> **Text to read**

___

# AFCIs in dining rooms



## HARRY304E (Sep 15, 2010)

It looks like they want 4 -20 amp circuits two for the kitchen two for the dining room.


Can you find a link to AFCI Recptacles


----------



## erics37 (May 7, 2009)

HARRY304E said:


> Can you find a link to AFCI Recptacles


Probably not :laughing: All I can really do is cite Exceptions 1 and 2 to 210.12(A) in the 2011 NEC.



> Exception No. 1: If RMC, IMC, EMT, Type MC, or steel
> armored Type AC cables meeting the requirements of
> 250.118 and metal outlet and junction boxes are installed
> for the portion of the branch circuit between the branchcircuit
> ...


Kind of interesting that the code makes references to a product that isn't even readily available yet. Maybe that's what happens when the manufacturers go ahead and get themselves a position on the code-making panel?


----------



## 480sparky (Sep 20, 2007)

What's wrong with 2 20a SABCs, both hitting the c'tops w/ GFI-receptale protection, and one of the SABCs on an AFCI breaker so it can feed the DR receps?


----------



## erics37 (May 7, 2009)

480sparky said:


> What's wrong with 2 20a SABCs, both hitting the c'tops w/ GFI-receptale protection, and one of the SABCs on an AFCI breaker so it can feed the DR receps?

___

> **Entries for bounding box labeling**
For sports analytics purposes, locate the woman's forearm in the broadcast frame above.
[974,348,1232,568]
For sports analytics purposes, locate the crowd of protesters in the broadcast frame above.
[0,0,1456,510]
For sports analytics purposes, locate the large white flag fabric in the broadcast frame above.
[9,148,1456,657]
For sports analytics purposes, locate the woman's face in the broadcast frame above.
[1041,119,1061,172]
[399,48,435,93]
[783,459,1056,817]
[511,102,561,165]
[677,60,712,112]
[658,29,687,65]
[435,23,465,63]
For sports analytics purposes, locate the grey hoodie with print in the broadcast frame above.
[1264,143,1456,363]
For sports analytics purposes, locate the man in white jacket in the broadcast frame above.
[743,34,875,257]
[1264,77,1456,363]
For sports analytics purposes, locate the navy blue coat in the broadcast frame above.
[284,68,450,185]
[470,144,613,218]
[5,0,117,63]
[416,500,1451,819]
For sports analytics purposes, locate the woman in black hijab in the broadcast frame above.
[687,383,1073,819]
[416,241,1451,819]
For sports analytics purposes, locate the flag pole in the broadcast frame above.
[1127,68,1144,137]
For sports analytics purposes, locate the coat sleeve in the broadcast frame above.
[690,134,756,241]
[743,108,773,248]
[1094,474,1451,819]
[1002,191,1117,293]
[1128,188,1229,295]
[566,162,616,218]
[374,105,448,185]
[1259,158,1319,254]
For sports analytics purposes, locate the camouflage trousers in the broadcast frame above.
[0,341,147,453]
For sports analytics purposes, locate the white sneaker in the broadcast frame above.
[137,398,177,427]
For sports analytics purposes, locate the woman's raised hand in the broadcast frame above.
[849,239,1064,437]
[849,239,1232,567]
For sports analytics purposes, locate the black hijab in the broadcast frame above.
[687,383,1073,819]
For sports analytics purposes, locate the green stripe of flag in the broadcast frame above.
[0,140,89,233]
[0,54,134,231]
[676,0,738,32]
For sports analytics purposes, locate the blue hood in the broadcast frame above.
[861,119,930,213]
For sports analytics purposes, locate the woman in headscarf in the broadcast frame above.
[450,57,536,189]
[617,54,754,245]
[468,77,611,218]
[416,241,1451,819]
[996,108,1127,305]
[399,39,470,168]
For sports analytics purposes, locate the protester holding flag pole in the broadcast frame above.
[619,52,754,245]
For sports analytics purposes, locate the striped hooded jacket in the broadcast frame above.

___

> **What to work on**
- a) Answer these from the AFCI thread:
(i) How many 20-amp circuits does HARRY304E say they want, and how are they divided?
(ii) Which exceptions, and to which section of which NEC edition, does erics37 cite?
(iii) In 480sparky's proposal, what kind of breaker is one of the SABCs on?
- b) Does each statement agree with the AFCI thread? Answer yes or no, quoting the words that decide it.
(i) erics37 expects to be able to find a link to AFCI receptacles.
(ii) The quoted Exception No. 1 mentions EMT.
(iii) 480sparky proposes three 20a SABCs.

> **Solutions to the problems**
- a)
(i) Four 20-amp circuits: two for the kitchen and two for the dining room.
(ii) Exceptions 1 and 2 to 210.12(A) in the 2011 NEC.
(iii) An AFCI breaker.

- b)
(i) No: "Probably not"
(ii) Yes: "If RMC, IMC, EMT, Type MC, or steel"
(iii) No: "What's wrong with 2 20a SABCs"